REQUIREMENT:
Put the material below into a numbered list with one line per number. Skip blank lines and leave out the pictures.

RECORDS PROVIDED:
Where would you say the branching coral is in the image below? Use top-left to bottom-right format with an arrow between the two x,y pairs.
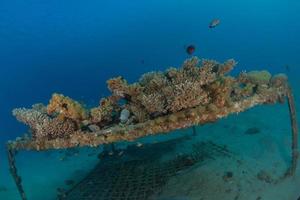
13,108 -> 77,139
10,57 -> 287,142
108,57 -> 235,122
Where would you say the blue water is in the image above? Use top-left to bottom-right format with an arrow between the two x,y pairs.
0,0 -> 300,200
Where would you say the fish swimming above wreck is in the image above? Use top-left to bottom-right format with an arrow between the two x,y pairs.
208,19 -> 221,28
7,57 -> 298,200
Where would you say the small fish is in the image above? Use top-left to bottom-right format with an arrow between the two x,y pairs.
186,45 -> 196,55
208,19 -> 221,28
136,142 -> 143,147
65,179 -> 75,185
285,65 -> 290,72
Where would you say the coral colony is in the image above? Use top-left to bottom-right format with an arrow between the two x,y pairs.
8,57 -> 297,199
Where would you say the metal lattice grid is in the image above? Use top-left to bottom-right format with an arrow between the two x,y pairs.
59,142 -> 232,200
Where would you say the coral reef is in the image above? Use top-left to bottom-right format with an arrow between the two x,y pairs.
47,93 -> 88,121
7,57 -> 299,199
13,108 -> 77,139
9,57 -> 288,149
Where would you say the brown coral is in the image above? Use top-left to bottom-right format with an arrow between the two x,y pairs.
13,108 -> 77,139
90,96 -> 118,125
47,93 -> 88,122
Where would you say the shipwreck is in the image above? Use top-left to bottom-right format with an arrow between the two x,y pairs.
7,57 -> 298,200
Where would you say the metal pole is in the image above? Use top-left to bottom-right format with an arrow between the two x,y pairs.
285,87 -> 298,176
7,146 -> 27,200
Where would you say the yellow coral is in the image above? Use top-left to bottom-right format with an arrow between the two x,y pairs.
47,93 -> 88,121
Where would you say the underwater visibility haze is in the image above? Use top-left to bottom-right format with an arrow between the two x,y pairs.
0,0 -> 300,200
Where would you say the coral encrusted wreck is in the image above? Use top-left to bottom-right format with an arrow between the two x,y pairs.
10,57 -> 288,150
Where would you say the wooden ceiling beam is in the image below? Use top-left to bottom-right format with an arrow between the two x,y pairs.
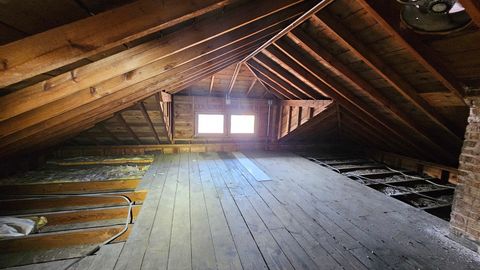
0,0 -> 308,121
138,101 -> 161,144
278,30 -> 460,153
245,77 -> 258,97
0,45 -> 253,156
253,52 -> 326,99
227,62 -> 242,95
244,63 -> 285,99
310,13 -> 461,141
208,75 -> 215,95
460,0 -> 480,27
354,0 -> 465,98
247,58 -> 306,99
96,123 -> 123,145
0,0 -> 233,88
0,19 -> 282,138
272,35 -> 452,160
115,113 -> 142,144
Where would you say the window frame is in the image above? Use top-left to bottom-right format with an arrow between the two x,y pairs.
228,112 -> 258,137
194,112 -> 228,137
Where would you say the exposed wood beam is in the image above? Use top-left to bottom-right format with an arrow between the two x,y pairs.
274,33 -> 452,160
97,123 -> 123,145
0,225 -> 131,253
0,0 -> 233,88
208,75 -> 215,95
115,113 -> 142,144
247,58 -> 304,99
278,30 -> 460,152
311,13 -> 460,140
227,62 -> 242,95
245,76 -> 258,97
155,92 -> 172,143
0,16 -> 282,137
253,53 -> 325,99
0,0 -> 308,121
242,0 -> 333,62
2,39 -> 262,155
352,0 -> 464,101
138,102 -> 161,144
460,0 -> 480,27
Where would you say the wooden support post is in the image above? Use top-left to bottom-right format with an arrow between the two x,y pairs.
115,113 -> 142,144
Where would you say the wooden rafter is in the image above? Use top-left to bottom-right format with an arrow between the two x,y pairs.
278,30 -> 458,153
208,75 -> 215,95
245,77 -> 257,97
460,0 -> 480,27
266,34 -> 451,159
96,123 -> 123,145
254,53 -> 325,99
227,62 -> 242,95
115,113 -> 142,144
0,0 -> 308,121
352,0 -> 464,101
0,0 -> 232,88
247,58 -> 304,99
0,10 -> 294,141
138,102 -> 161,144
311,13 -> 460,141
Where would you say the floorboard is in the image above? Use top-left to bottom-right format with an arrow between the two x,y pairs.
11,151 -> 480,270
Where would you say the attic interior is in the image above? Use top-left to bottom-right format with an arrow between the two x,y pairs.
0,0 -> 480,270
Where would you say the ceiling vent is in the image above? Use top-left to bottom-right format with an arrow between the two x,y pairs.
397,0 -> 471,34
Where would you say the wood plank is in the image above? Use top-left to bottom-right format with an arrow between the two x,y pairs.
0,0 -> 232,88
0,0 -> 308,121
0,225 -> 131,253
198,154 -> 244,269
233,152 -> 272,181
139,102 -> 161,144
460,0 -> 480,27
0,191 -> 147,215
0,179 -> 141,195
312,13 -> 461,142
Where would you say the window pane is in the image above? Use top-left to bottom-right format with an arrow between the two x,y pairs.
230,114 -> 255,134
198,114 -> 223,134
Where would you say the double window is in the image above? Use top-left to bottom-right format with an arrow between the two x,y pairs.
197,113 -> 255,135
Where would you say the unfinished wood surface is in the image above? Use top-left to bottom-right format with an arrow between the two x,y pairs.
27,151 -> 480,270
233,152 -> 272,181
0,179 -> 141,195
0,0 -> 230,87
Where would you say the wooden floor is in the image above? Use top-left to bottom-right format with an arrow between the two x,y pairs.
9,152 -> 480,270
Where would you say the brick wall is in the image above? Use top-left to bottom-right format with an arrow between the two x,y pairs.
450,97 -> 480,253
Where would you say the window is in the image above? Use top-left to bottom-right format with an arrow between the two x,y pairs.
197,114 -> 224,134
230,114 -> 255,134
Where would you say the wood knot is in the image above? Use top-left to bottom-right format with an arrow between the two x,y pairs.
0,59 -> 8,70
70,70 -> 78,83
43,81 -> 52,91
124,70 -> 136,81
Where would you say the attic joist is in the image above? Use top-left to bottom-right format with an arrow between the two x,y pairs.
155,92 -> 173,143
0,4 -> 297,141
0,36 -> 261,156
247,64 -> 299,99
311,13 -> 461,143
284,29 -> 458,154
258,35 -> 452,160
247,59 -> 304,99
460,0 -> 480,27
0,0 -> 234,88
253,53 -> 326,99
0,41 -> 255,156
279,104 -> 336,142
0,0 -> 310,121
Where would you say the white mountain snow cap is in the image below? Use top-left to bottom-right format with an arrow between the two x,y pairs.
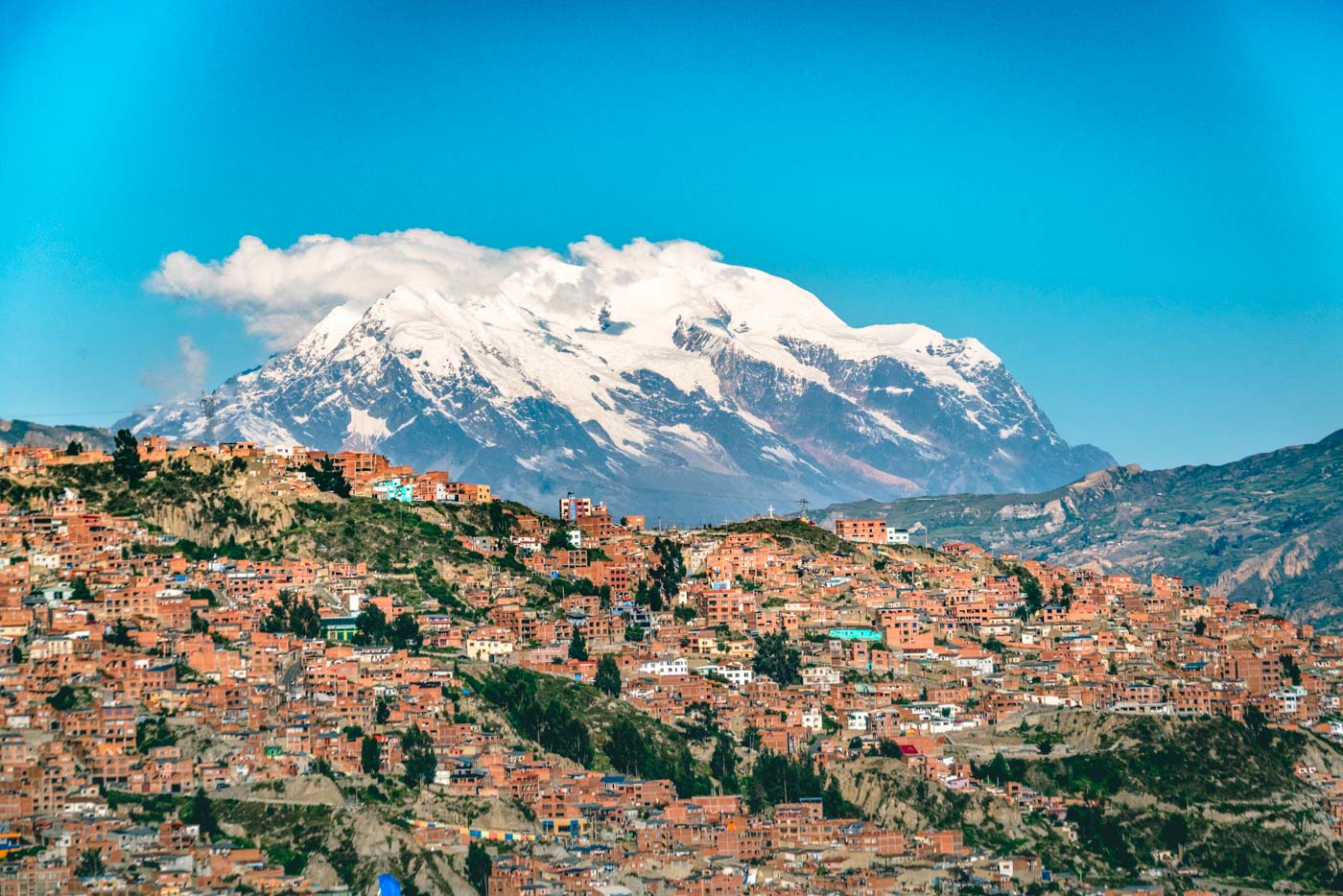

THE ANSWER:
1. Where would you say the branching coral is in the image below? Use top-left to bottom-right format with an arrow between the two x,y pairs.
2. 13,108 -> 77,139
3. 10,57 -> 287,142
4. 108,57 -> 235,122
5. Where would you say the blue water is in the image above? Use top-left to bottom-right format with an arrow between the two x,y pairs.
6. 0,0 -> 300,200
7. Where would you say the fish swimming above wreck is in the image above? Use top-left to bottom-right format with an arrow between the two x,y pairs.
8. 208,19 -> 221,28
9. 7,57 -> 298,200
10. Where would you say the small fish is in the image above? Use top-left to bottom-right format with an arrow between the two x,y pairs.
11. 186,45 -> 196,55
12. 208,19 -> 221,28
13. 136,142 -> 143,147
14. 65,179 -> 75,185
15. 285,65 -> 290,72
16. Where would you say the coral colony is in the image above? Use top-left to bottom-right format with an arrow between the two x,y pairs.
17. 8,57 -> 297,199
18. Where would you say the metal lattice grid is in the image above? Use top-left to bottom-right format with an arrow between the two x,y pairs.
19. 59,142 -> 232,200
20. Where would you say the coral reef is in the image above? Use top-left to bottom-right format with an arrow between the two x,y pairs.
21. 47,93 -> 88,121
22. 7,57 -> 299,199
23. 13,108 -> 77,139
24. 9,57 -> 288,149
25. Where would you say the brown coral is in the image above? Use top-left to bottom-right format with an arrow between the two x,y pairs.
26. 13,108 -> 77,139
27. 90,96 -> 118,125
28. 47,93 -> 88,122
29. Where would you say the shipwreck is in the image above? Use top-left to bottom-right format with an arrow between the two x,y pairs.
30. 7,57 -> 298,200
31. Where would you say the metal pole is in the image above? Use top-left to bottom-right format with an arrow between the two x,y pairs.
32. 285,87 -> 298,176
33. 7,146 -> 27,200
34. Where would you say the yellow coral is in the image above? Use top-left to bottom-right format with an arrow between the two x,y pairs.
35. 47,93 -> 88,121
36. Where would you say the underwater visibility haze is in the image above? Use top-left to bottom-right format with an arrow between the two x,y pairs.
37. 0,0 -> 300,200
38. Where would you say the coral encrusted wreck is in the image above? Use top-left to bottom-right format with an arrow between the two x,y pairs.
39. 10,57 -> 288,150
40. Where would you say the wooden ceiling beam is in the image below? Use top-left to bottom-right format with an arrow between the two x,y pairs.
41. 0,0 -> 308,121
42. 138,101 -> 161,144
43. 278,30 -> 460,153
44. 245,77 -> 258,97
45. 0,45 -> 253,156
46. 253,52 -> 326,99
47. 227,62 -> 242,95
48. 244,63 -> 285,99
49. 310,13 -> 461,141
50. 208,75 -> 215,95
51. 460,0 -> 480,27
52. 354,0 -> 465,98
53. 247,58 -> 306,99
54. 96,123 -> 123,145
55. 0,0 -> 233,88
56. 0,19 -> 282,138
57. 272,35 -> 452,160
58. 115,113 -> 142,144
59. Where would you say the window frame is in the image above? Use top-left to bottom-right format with an arrow between the two x,y pairs.
60. 228,112 -> 258,137
61. 194,112 -> 228,137
62. Where would you say the exposed wood beam is in the image above? Use top-left to bottom-right format with an arrow between the two x,y pairs.
63. 274,33 -> 452,160
64. 97,123 -> 123,145
65. 0,225 -> 131,253
66. 0,0 -> 233,88
67. 208,75 -> 215,95
68. 115,113 -> 142,144
69. 247,58 -> 304,99
70. 278,30 -> 460,152
71. 311,13 -> 460,140
72. 227,62 -> 242,95
73. 245,76 -> 258,97
74. 155,92 -> 172,143
75. 0,16 -> 282,137
76. 253,53 -> 325,99
77. 0,0 -> 308,121
78. 242,0 -> 333,62
79. 2,39 -> 262,155
80. 352,0 -> 464,101
81. 138,102 -> 161,144
82. 460,0 -> 480,27
83. Where would you say the wooden support post is in the image above? Use top-left to bottom-right format with an arrow between the two x,y pairs.
84. 115,113 -> 142,144
85. Where would you say the wooden rafter is in the image above? Use top-left to bottom-right format with an arrow between the two x,y pairs.
86. 278,30 -> 458,153
87. 208,75 -> 215,95
88. 245,77 -> 257,97
89. 460,0 -> 480,27
90. 266,34 -> 451,159
91. 96,123 -> 123,145
92. 254,53 -> 325,99
93. 227,62 -> 242,95
94. 115,113 -> 142,144
95. 0,0 -> 308,121
96. 352,0 -> 464,101
97. 0,0 -> 232,88
98. 247,58 -> 304,99
99. 0,10 -> 294,141
100. 138,102 -> 161,144
101. 311,13 -> 460,141
102. Where would you say the floorboard is in the image above? Use top-left to bottom-right format with an arrow between the two x,y pairs.
103. 11,151 -> 480,270
104. Where would you say the attic interior is in the image above? Use top-left to bottom-right format with an arrow between the two x,y pairs.
105. 0,0 -> 480,270
106. Where would you say the ceiling vent is in the image above? Use top-left to bottom-right format with an arrow between the two x,y pairs.
107. 397,0 -> 471,34
108. Where would you say the wood plank is in the image above? Use top-left to bottom-right format with an arrow between the two x,y pairs.
109. 0,0 -> 232,88
110. 0,0 -> 308,121
111. 0,225 -> 131,253
112. 198,154 -> 244,269
113. 233,152 -> 272,181
114. 139,102 -> 161,144
115. 460,0 -> 480,27
116. 0,191 -> 147,215
117. 0,179 -> 141,195
118. 312,13 -> 461,142
119. Where would you say the window pane is in the image above? Use top-left to bottom-right format with an arrow between the two x,y pairs.
120. 230,114 -> 255,134
121. 198,114 -> 223,134
122. Where would you say the double window is in the image above? Use top-left to bottom-right format with an arrow between the two x,y pairs.
123. 197,113 -> 255,135
124. Where would you say the unfinished wood surface is in the image above? Use top-left to bottom-right format with an arrow between the two x,y pairs.
125. 27,151 -> 480,270
126. 233,152 -> 272,181
127. 0,179 -> 141,195
128. 0,0 -> 230,87
129. Where would you say the wooden floor is in the image above? Use top-left to bottom-right format with an arrow between the two x,y pairs.
130. 9,152 -> 480,270
131. Where would you say the brick wall is in the image above? Use top-left to bottom-right format with an arrow between the two x,y pairs.
132. 450,97 -> 480,253
133. Where would you say the window is in the image above? Use top-left to bottom-right format with an arrow between the two x,y pairs.
134. 197,114 -> 224,134
135. 230,114 -> 255,134
136. Where would you say the wood knot is in the image above? Use top-left to bottom-right format with an arrow between the two x,y pairs.
137. 0,59 -> 8,70
138. 70,70 -> 78,83
139. 43,81 -> 52,91
140. 124,70 -> 136,81
141. Where would you say the attic joist is in the image above? Use top-left to bottom-right format with an arrow between the two x,y pairs.
142. 155,92 -> 173,143
143. 0,4 -> 297,141
144. 0,36 -> 261,156
145. 247,64 -> 299,99
146. 311,13 -> 461,143
147. 284,29 -> 458,154
148. 258,35 -> 452,160
149. 247,59 -> 304,99
150. 460,0 -> 480,27
151. 0,0 -> 234,88
152. 253,53 -> 326,99
153. 0,41 -> 255,156
154. 279,104 -> 336,142
155. 0,0 -> 310,121
156. Where would you say the white mountain snow cap is in the image below? Use top-left to bottom-right format with an arrow between the two x,y pairs.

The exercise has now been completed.